Problem description ->
Please copy, word for word, the line that contains "Target: river" and every line after it through the end of the records, and nothing more.
START Exercise data
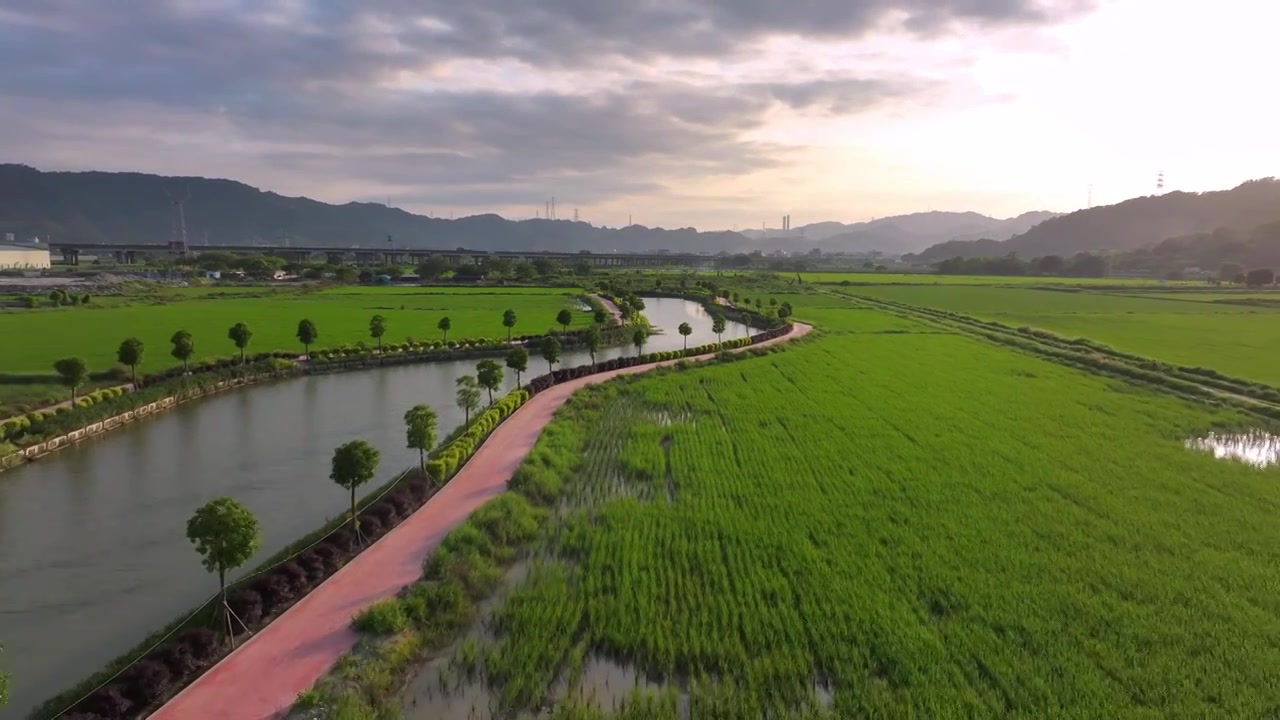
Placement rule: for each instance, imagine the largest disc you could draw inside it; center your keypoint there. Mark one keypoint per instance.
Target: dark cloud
(302, 85)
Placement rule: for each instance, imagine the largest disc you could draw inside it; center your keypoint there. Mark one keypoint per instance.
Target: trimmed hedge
(259, 600)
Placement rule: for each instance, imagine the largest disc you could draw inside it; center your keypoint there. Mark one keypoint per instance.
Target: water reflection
(92, 540)
(1256, 447)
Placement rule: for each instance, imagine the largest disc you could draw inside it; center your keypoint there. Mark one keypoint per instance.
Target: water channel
(92, 540)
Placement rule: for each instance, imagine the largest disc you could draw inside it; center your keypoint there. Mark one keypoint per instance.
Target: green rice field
(342, 317)
(890, 520)
(1238, 340)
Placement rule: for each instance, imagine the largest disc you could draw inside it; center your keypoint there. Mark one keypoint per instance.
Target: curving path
(264, 677)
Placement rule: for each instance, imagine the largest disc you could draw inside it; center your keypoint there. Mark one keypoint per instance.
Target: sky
(676, 113)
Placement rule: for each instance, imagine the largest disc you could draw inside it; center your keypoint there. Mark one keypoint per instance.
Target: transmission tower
(178, 244)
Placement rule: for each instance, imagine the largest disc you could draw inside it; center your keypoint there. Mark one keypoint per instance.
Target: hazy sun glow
(1000, 119)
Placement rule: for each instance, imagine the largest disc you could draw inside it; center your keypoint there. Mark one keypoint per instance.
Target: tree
(4, 684)
(353, 465)
(551, 351)
(1229, 270)
(593, 341)
(183, 347)
(517, 360)
(72, 372)
(432, 268)
(489, 376)
(508, 320)
(525, 270)
(685, 329)
(420, 432)
(241, 335)
(225, 536)
(467, 396)
(376, 329)
(307, 333)
(1260, 277)
(129, 354)
(565, 318)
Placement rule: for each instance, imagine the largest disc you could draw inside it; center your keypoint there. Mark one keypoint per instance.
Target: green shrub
(383, 618)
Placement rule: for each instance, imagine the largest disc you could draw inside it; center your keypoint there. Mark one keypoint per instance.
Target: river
(92, 540)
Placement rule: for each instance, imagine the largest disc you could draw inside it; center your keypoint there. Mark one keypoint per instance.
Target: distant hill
(1130, 224)
(903, 233)
(95, 206)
END Exercise data
Task output ->
Target: river
(92, 540)
Placement rule: for each instance, imagine the largest disc you could draw inside it; center your keypoint there. Mark one keypoint per instance.
Target: distant hill
(1130, 224)
(903, 233)
(95, 206)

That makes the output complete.